(EXERCISE PASSAGE Opens)
Russia has been accused of detaining Americans to use as bargaining chips to exchange for Russians jailed in the United States. Wall Street Journal reporter Evan Gershkovich was arrested for alleged spying — a charge he and the newspaper vehemently deny — in March.
WATCH: The husband of the RFE/RL journalist Alsu Kurmasheva, who was detained in Russia on October 18, has said she is a “political prisoner.”
Since 2012, Russia has used its so-called foreign agent laws to label and punish critics of government policies. It has also been increasingly used to shut down civil society and media groups in Russia since the Kremlin launched its full-scale invasion of Ukraine.
Amnesty International, the UN Human Rights Office, the Committee to Protect Journalists, and the chairman of the U.S. House of Representative’s Foreign Affairs Committee have called for the immediate release of Kurmasheva.
The “foreign agent” law allows authorities to label nonprofit organizations as “foreign agents” if they receive funding from abroad and are engaged in political activities.
RFE/RL says the law amounts to political censorship meant to prevent journalists from performing their professional duties and is challenging the authorities’ moves in Russian courts and at the European Court of Human Rights.
More than 30 RFE/RL employees have been listed as “foreign agents” by the Russian Justice Ministry in their personal capacity.
In March, a Moscow court declared the bankruptcy of RFE/RL’s operations in Russia following the company’s refusal to pay multiple fines totaling more than 1 billion rubles ($14 million) for noncompliance with the law.
Memorial, founded in 1987 to remember victims of Soviet repression, was closed down by Russia’s Supreme Court in November 2021 — citing the “foreign agents” law — although it still functions outside the country and has managed to continue some activities inside Russia.
(EXERCISE PASSAGE Closes)
(INFORMATION GIVEN Opens)
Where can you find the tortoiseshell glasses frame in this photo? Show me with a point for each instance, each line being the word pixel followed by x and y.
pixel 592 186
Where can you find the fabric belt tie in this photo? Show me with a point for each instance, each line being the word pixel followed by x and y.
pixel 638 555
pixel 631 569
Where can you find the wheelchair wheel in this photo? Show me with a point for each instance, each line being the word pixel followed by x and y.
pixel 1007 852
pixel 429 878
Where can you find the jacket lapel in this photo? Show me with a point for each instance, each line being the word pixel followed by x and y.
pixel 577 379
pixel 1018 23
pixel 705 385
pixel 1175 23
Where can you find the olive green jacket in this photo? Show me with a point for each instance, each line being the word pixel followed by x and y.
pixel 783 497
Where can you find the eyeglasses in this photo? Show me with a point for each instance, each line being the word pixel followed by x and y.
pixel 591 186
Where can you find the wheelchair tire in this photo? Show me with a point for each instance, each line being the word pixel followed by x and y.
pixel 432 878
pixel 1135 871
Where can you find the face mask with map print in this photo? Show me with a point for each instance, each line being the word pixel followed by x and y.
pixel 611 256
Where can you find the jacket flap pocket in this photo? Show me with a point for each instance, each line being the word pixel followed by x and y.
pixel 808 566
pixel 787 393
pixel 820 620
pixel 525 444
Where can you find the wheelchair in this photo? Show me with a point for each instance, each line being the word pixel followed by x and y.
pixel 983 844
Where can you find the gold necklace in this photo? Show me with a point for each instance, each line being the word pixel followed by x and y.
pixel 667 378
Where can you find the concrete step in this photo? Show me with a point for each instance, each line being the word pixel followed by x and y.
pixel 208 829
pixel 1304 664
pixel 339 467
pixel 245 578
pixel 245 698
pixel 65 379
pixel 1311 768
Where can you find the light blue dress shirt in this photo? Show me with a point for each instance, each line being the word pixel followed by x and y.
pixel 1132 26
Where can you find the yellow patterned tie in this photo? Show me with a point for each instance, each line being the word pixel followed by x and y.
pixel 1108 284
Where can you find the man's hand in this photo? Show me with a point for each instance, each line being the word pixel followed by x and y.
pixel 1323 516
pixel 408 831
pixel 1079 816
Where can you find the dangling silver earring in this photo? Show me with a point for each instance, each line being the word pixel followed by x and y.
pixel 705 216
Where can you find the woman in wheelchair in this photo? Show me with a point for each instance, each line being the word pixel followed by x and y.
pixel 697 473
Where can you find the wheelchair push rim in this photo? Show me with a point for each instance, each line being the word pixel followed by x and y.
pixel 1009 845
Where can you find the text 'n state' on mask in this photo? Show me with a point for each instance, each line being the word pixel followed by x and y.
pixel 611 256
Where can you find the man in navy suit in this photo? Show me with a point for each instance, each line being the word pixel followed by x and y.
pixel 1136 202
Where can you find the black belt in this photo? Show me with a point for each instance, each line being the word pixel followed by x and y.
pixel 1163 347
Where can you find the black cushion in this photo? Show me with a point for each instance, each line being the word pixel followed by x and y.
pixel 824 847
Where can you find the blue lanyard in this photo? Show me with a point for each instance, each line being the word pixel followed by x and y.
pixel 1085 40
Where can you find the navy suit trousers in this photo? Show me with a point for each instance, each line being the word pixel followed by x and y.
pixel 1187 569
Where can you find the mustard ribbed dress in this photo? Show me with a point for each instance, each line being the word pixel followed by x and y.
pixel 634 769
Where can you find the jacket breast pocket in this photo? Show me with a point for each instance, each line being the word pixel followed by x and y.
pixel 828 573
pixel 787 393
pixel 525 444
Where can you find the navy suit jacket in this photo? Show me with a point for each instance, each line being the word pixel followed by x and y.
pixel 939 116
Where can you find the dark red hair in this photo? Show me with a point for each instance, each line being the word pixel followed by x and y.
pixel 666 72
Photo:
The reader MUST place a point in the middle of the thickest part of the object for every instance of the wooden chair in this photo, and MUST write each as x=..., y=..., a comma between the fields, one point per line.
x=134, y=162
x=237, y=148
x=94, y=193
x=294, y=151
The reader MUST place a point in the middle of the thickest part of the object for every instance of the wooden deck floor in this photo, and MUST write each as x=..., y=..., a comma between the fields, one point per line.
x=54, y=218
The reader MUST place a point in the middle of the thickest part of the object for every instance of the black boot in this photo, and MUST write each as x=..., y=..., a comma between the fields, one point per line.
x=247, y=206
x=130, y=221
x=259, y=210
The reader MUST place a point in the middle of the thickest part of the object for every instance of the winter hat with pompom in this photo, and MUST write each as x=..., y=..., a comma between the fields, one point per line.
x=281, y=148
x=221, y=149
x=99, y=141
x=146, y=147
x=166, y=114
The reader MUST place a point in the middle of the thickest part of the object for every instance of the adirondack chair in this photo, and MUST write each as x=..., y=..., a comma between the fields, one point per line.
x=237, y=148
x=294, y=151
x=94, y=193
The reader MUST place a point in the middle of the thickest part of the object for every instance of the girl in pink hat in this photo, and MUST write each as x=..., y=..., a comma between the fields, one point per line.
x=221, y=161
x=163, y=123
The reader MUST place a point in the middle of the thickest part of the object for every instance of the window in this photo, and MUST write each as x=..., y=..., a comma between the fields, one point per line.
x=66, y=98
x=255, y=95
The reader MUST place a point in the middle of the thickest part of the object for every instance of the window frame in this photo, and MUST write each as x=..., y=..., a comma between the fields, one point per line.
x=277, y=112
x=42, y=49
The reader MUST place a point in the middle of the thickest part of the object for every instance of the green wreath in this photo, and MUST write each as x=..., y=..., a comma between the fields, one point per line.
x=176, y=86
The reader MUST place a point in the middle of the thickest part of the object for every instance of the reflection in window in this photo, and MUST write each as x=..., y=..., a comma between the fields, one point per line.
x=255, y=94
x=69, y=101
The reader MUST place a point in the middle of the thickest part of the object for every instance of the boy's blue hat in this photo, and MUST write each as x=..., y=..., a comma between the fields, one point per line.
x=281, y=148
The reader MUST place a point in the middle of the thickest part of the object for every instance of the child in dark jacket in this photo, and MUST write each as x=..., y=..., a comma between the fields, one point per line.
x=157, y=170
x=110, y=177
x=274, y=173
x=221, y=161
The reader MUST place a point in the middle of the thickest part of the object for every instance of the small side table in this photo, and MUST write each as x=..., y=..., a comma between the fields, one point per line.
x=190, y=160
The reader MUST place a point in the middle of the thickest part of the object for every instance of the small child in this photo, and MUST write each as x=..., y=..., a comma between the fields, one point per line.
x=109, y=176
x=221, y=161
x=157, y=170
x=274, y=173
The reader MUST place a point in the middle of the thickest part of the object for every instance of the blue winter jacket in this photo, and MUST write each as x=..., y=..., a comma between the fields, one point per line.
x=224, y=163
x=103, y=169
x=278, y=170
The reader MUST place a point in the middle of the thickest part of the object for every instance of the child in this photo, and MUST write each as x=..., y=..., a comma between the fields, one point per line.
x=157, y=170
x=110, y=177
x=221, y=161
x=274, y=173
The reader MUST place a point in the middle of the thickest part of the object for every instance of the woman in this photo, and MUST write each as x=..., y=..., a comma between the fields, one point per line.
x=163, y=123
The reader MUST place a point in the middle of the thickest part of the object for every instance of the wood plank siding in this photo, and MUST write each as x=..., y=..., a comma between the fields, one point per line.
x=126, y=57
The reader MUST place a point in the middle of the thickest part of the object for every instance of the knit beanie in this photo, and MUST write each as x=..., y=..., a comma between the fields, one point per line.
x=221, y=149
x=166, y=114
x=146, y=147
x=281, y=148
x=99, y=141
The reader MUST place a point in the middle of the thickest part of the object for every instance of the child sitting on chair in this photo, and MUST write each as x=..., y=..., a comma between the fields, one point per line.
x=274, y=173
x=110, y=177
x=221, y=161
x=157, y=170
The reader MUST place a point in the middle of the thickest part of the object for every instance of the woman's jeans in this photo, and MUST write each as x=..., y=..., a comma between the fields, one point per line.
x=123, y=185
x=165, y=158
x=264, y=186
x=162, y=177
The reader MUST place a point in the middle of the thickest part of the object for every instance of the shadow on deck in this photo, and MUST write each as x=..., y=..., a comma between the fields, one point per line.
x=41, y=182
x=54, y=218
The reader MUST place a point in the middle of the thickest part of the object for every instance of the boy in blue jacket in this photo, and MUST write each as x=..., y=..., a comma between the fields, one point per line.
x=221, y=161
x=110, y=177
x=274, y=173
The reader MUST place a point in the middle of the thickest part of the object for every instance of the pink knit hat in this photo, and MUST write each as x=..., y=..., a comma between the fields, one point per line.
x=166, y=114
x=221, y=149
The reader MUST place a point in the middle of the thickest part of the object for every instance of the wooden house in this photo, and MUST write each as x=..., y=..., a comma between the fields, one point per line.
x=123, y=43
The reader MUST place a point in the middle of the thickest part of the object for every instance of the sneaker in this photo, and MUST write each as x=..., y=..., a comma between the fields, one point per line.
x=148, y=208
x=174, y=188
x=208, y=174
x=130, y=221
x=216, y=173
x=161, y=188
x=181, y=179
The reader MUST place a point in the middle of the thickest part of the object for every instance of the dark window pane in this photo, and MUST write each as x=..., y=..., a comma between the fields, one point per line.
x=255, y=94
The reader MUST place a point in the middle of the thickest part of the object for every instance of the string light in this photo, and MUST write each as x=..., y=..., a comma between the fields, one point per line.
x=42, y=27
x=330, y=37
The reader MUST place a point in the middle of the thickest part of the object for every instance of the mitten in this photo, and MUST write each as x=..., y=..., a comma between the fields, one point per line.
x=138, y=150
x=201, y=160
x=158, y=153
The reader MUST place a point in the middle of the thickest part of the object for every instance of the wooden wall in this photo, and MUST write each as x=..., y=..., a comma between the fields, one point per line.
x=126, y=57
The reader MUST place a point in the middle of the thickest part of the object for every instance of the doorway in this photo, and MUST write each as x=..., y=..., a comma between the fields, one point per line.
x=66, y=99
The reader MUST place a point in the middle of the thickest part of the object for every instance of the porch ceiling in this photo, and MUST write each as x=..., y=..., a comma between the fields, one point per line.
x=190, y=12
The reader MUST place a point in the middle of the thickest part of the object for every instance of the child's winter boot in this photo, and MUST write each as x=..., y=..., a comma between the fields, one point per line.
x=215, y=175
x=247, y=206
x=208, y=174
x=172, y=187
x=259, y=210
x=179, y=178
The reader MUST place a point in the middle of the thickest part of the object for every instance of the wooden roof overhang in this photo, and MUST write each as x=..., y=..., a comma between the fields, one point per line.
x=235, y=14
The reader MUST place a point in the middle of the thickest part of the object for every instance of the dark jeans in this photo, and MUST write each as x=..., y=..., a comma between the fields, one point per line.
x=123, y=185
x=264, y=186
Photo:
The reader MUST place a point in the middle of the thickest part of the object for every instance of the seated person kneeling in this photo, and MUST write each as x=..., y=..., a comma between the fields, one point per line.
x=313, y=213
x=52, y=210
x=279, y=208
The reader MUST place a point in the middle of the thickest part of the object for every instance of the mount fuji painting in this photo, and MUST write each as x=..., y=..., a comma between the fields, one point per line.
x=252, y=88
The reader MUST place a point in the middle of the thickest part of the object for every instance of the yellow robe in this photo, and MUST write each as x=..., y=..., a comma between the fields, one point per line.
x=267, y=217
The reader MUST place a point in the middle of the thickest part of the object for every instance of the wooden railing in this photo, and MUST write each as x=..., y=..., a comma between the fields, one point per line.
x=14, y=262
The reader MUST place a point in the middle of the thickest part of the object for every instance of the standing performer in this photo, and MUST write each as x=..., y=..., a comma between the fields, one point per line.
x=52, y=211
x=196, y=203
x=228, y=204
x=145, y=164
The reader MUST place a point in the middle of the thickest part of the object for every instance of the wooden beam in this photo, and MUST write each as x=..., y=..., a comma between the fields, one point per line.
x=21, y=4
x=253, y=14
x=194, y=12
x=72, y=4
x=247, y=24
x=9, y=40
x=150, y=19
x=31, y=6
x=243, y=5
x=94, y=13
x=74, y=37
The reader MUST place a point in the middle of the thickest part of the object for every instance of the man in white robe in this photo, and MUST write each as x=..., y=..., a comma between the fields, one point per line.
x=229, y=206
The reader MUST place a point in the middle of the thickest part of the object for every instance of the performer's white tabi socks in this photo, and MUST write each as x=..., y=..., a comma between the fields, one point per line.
(INFORMATION GIVEN Closes)
**TASK A:**
According to the passage on Russia's "foreign agent" law, what year was Memorial founded?
**TASK B:**
Resume the passage on Russia's "foreign agent" law after its final sentence.

**WRITTEN REPLY A:**
1987

**WRITTEN REPLY B:**
Kurmasheva is one of four RFE/RL journalists — Andrey Kuznechyk, Ihar Losik, and Vladyslav Yesypenko are the other three — currently imprisoned on charges related to their work. Rights groups and RFE/RL have called repeatedly for the release of all four, saying they have been wrongly detained.
Losik is a blogger and contributor for RFE/RL’s Belarus Service who was convicted in December 2021 on several charges including the “organization and preparation of actions that grossly violate public order” and sentenced to 15 years in prison.
Kuznechyk, a web editor for RFE/RL’s Belarus Service, was sentenced in June 2022 to six years in prison following a trial that lasted no more than a few hours. He was convicted of “creating or participating in an extremist organization.”
Yesypenko, a dual Ukrainian-Russian citizen who contributed to Crimea.Realities, a regional news outlet of RFE/RL’s Ukrainian Service, was sentenced in February 2022 to six years in prison by a Russian judge in occupied Crimea after a closed-door trial. He was convicted of “possession and transport of explosives,” a charge he steadfastly denies.